▶ Deine Aufgabe
Gib nur die Anzahl der Zeilen im folgenden Material an, die die Zeichenfolge „bush“ enthalten. Groß- und Kleinschreibung zählt.

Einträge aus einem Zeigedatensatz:
━━━━━━━━━━━━━━━━━━━━
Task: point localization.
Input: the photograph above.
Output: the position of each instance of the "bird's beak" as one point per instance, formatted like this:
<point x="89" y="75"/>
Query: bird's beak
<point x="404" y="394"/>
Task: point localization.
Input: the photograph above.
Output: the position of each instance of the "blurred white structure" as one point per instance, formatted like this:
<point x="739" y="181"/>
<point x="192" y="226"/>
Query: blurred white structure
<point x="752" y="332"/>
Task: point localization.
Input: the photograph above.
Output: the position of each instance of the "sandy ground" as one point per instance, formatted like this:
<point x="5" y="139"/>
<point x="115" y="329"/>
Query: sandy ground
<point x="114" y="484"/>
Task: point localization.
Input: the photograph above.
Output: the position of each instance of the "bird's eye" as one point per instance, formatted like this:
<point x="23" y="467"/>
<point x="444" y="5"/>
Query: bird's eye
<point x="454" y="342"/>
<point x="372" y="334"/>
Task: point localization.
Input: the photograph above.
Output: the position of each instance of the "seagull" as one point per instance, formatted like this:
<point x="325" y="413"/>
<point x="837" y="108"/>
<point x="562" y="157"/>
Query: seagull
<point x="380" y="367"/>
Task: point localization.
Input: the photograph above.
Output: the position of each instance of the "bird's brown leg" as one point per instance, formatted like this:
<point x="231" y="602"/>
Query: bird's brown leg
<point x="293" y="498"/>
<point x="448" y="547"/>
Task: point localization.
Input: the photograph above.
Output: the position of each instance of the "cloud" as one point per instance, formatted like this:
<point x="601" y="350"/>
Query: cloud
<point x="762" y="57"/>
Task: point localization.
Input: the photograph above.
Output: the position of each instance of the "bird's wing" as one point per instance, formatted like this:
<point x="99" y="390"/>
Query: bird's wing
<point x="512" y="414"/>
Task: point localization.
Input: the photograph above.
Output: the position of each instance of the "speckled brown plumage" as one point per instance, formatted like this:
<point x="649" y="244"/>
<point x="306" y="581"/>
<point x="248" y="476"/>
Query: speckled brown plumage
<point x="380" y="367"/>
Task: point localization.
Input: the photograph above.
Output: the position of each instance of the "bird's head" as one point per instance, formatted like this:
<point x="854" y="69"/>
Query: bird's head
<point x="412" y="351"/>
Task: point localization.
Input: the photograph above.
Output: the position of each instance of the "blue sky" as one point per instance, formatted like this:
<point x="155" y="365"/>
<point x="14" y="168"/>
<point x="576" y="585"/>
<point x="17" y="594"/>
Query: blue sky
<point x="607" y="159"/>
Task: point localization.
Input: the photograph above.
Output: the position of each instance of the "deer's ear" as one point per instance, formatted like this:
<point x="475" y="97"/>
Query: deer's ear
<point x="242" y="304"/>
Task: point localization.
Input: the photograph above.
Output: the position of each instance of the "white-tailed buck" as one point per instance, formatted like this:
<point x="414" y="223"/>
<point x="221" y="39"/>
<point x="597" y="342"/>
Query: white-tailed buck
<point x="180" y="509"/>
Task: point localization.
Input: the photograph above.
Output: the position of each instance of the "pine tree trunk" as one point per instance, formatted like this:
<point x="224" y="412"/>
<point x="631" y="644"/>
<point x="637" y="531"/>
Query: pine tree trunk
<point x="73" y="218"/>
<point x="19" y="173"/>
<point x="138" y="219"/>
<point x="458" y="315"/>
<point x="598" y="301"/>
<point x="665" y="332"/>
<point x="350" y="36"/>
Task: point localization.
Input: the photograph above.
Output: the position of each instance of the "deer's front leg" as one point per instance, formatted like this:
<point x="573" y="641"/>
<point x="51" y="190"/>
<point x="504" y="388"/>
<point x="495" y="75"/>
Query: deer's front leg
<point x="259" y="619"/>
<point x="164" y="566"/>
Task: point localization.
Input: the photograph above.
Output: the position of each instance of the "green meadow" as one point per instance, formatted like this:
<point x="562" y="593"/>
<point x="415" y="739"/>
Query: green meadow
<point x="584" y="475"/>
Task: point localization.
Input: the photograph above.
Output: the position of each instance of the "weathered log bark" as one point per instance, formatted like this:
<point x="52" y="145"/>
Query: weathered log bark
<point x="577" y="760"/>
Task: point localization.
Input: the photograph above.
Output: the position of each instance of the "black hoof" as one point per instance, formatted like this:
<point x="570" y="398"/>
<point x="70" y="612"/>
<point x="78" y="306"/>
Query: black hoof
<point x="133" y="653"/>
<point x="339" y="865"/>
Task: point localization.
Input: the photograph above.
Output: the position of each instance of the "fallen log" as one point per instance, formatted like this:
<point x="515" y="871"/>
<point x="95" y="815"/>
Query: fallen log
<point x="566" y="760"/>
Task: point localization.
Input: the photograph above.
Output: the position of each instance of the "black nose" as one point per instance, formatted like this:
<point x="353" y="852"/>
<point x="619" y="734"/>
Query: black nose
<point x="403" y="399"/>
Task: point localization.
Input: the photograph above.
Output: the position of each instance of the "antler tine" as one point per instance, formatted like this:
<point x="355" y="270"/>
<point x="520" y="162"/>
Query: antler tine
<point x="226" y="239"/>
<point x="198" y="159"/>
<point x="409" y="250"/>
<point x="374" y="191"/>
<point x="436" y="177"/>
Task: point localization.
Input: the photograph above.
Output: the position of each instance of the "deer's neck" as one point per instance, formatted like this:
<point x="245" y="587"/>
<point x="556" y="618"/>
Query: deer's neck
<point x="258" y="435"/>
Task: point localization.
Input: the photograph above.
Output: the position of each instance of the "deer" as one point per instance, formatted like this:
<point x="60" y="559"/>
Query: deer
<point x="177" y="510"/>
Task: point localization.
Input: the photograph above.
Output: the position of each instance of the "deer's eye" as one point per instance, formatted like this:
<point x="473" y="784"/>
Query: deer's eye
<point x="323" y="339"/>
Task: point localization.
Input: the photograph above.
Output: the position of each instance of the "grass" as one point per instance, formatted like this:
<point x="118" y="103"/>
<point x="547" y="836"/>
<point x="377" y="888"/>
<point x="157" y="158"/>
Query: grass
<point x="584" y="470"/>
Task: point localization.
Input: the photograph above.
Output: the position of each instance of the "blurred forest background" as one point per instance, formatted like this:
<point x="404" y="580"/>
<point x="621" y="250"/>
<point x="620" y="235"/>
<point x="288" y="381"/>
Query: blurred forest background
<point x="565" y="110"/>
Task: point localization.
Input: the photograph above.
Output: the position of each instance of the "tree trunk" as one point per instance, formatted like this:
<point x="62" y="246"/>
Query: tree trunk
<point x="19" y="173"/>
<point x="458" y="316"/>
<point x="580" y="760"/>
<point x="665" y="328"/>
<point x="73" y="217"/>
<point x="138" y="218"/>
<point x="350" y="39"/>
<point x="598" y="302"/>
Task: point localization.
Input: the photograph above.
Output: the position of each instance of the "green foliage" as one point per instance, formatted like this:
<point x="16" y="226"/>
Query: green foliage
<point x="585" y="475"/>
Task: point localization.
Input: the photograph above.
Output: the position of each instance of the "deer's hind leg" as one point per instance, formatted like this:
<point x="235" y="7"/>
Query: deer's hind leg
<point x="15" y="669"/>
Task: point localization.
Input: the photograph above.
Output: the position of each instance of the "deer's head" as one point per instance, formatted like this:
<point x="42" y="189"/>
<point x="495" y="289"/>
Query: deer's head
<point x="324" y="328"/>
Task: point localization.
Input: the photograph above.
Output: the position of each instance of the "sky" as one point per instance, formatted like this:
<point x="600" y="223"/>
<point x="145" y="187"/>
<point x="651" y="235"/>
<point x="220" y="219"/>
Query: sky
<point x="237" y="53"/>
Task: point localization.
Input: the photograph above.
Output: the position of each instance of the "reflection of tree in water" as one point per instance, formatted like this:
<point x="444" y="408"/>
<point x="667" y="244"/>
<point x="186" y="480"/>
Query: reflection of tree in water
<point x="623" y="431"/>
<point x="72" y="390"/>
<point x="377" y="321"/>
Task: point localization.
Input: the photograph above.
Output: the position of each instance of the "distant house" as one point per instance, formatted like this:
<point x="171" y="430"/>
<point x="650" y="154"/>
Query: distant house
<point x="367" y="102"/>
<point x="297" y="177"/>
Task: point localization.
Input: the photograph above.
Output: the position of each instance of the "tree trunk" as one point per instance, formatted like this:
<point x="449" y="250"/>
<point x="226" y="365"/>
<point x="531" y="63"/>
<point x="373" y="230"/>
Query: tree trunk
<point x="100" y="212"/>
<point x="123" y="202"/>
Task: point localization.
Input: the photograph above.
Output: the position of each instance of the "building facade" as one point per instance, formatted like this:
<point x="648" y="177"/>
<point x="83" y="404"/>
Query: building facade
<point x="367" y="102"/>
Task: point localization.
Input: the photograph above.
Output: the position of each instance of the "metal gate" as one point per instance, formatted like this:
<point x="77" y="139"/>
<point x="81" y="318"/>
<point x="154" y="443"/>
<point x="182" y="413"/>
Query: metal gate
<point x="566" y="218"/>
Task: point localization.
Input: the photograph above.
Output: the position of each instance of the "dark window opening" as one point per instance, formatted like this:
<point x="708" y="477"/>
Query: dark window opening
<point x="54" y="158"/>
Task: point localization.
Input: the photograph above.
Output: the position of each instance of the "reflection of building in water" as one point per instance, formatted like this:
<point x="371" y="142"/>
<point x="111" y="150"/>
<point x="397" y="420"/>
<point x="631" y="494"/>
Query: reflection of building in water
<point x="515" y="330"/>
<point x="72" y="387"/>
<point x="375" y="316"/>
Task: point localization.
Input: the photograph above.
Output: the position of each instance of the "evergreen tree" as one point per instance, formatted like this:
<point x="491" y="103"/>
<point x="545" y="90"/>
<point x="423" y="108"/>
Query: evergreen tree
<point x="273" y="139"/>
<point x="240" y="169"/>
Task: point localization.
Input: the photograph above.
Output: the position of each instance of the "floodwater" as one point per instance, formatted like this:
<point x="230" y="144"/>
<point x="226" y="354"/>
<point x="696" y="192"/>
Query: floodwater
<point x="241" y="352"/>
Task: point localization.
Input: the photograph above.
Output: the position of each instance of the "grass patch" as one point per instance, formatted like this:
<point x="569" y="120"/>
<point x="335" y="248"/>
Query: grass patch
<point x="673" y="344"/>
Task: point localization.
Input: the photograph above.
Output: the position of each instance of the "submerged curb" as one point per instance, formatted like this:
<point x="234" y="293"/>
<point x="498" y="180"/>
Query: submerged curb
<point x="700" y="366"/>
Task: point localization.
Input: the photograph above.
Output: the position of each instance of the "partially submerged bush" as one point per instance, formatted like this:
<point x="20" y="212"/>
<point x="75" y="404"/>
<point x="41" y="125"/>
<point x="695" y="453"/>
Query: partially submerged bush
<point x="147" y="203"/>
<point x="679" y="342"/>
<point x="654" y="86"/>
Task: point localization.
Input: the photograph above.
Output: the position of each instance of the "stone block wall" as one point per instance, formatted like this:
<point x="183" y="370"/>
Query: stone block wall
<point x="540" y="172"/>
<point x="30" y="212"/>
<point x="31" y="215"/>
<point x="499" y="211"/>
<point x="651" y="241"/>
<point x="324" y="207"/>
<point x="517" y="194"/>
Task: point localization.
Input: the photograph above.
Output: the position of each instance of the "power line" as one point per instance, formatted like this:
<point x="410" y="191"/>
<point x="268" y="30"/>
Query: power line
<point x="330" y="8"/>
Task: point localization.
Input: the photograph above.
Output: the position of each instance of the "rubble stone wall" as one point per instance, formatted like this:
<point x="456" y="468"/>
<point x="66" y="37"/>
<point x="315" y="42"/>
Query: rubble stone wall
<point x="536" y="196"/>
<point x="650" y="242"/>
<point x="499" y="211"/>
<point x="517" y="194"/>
━━━━━━━━━━━━━━━━━━━━
▶ Ausgearbeitete Lösung
2